— Start of Text section —
He felt Potts and returning veteran James Anderson (4-66) had “bowled England to a position of such strength it should have guaranteed a win” to get the new regime off to a “perfect start”.
But, Newman added, “we should have known better” as “nothing beats test cricket’s propensity for twists and turns and nothing beats England’s fragility and capacity for collapse.
“Here they rapidly went from one of Kipling’s twin imposters to the other in near record time.”
In The Guardian, Ali Martin savoured an opening day “featuring more action than a Hollywood blockbuster” and said it shouldn’t have come as a surprise given the attack-minded McCullum was now at the helm.
“When Rob Key decided Brendon McCullum was the ideal head coach to pair with Stokes, the director of men’s cricket told folks to “buckle up and get ready for the ride”. An opening day of 17 wickets and 248 runs played out to the burbling hum of Lord’s, initially dominated by the hosts but with New Zealand fighting back in the final session, certainly met that billing,” he wrote.
Martin felt Kane Williamson had made the right call to bat first after winning the toss but said “things went south for the visiting skipper thereafter” before a spirited fightback with the ball put England in trouble.
“Though [Trent] Boult and [Tim] Southee squandered the new ball, the introduction of the giant [Kyle] Jamieson changed the complexion of events,” opined Martin.
Nick Hoult was more strident in his criticism in The Telegraph, saying “England’s batting was almost as bad as anything seen in Australia”, against an “undercooked” New Zealand attack “clearly struggling for rhythm”.
— End of Text section —
— Start of Stored data —
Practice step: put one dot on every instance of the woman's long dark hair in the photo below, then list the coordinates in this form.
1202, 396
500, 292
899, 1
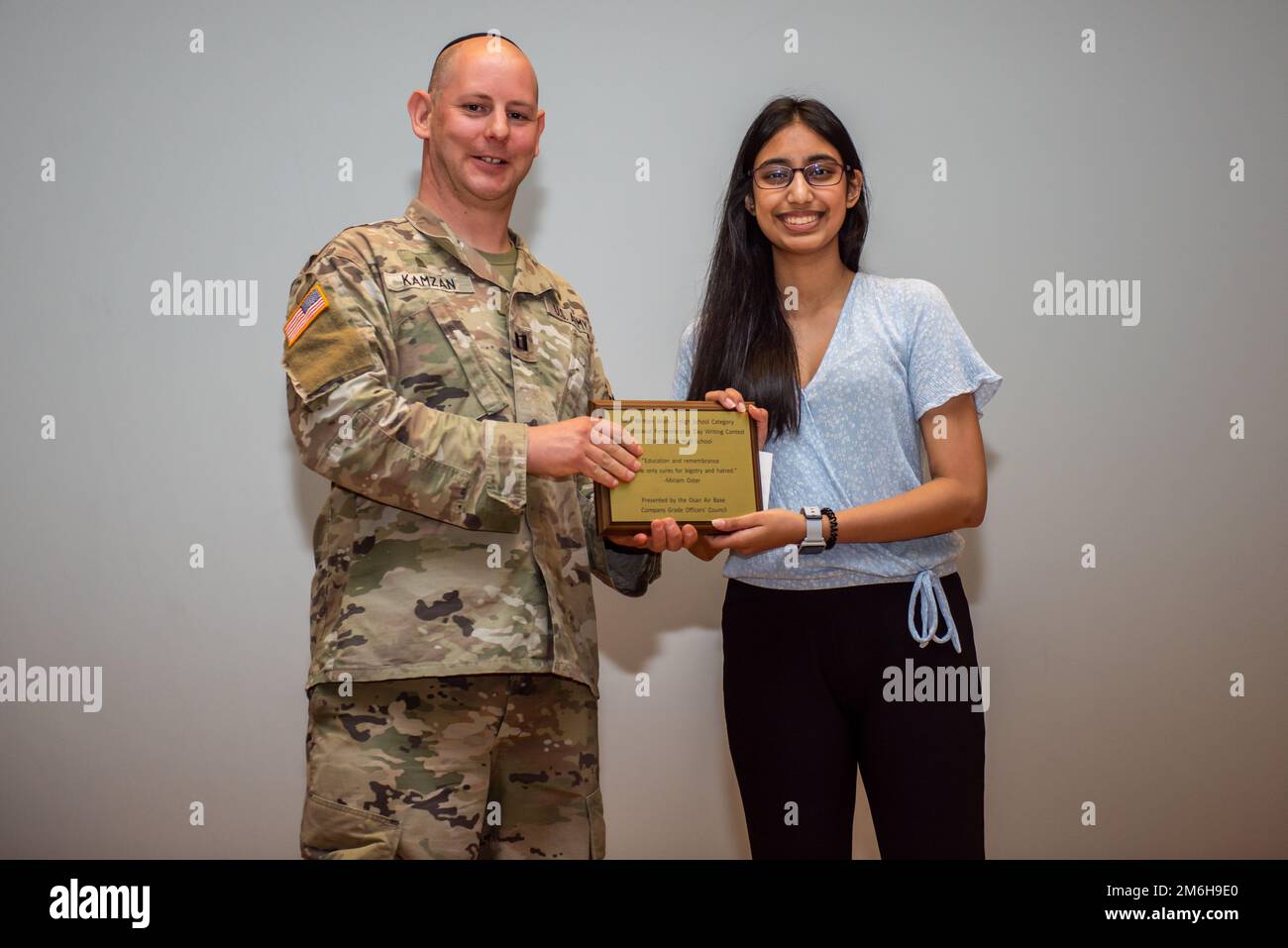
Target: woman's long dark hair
742, 338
— End of Stored data —
**What you will do**
**A.** Express the Block 1 rows as a Markdown table with the columns Num and Line, leaving out blank lines and the picture.
**B.** Write the next part of the report on the press reaction to England's first day against New Zealand at Lord's.
The rows have nothing to do with the cricket report above them.

**Written answers**
**A.**
| Num | Line |
|---|---|
| 1 | Practice step: put one dot on every instance of the woman's long dark hair in the photo below, then list the coordinates in this form. |
| 2 | 1202, 396 |
| 3 | 500, 292 |
| 4 | 899, 1 |
| 5 | Target: woman's long dark hair |
| 6 | 742, 338 |

**B.**
“They were gifted wickets, batsmen following too closely the mantra of playing positively espoused by Stokes and Brendon McCullum,” Hoult wrote.
BBC Sport’s Stephan Shemilt said England’s Kiwi-flavoured new dawn had got off to a “chaotic start” after a “blur of inexplicable strokes” saw them squander strong positions at 59-0 and 92-2 to finish a “barely believable” day of cricket on the backfoot.
“For as much as England looked reinvigorated with the ball and in the field, their batting was depressingly feeble, the rash shots all too familiar,” Shemilt said.
“The late clatter of wickets was enough to drag New Zealand back into a contest that they could already have been out of.”
Shemilt suggested the Black Caps “looked flattened, offering little threat” and had been “given a way back into the match” by some dreadful batting as England “lost the plot”.
“England were in control, only for the evening collapse to turn the match on its head.”
Under the headline ‘New captain, new coach but same old England’, The Sun‘s Martin Lipton bemoaned the hosts “same inability to cope with even the first vestige of pressure”.
“A day that had started so well for Stokes and Brendon McCullum ended with a spineless hour to send the first test back into the balance,” Lipton wrote.
While praising Stokes’ positive leadership, Lipton said he and McCullum had a huge job on their hands dragging this middling English side out of the test doldrums and would need time to get them challenging the best.
“McCullum and Stokes can change the mentality but cricket still requires technique and obduracy,” Lipton said.
“That comes over months, not days. And suggests there may be plenty more changes required to get there.”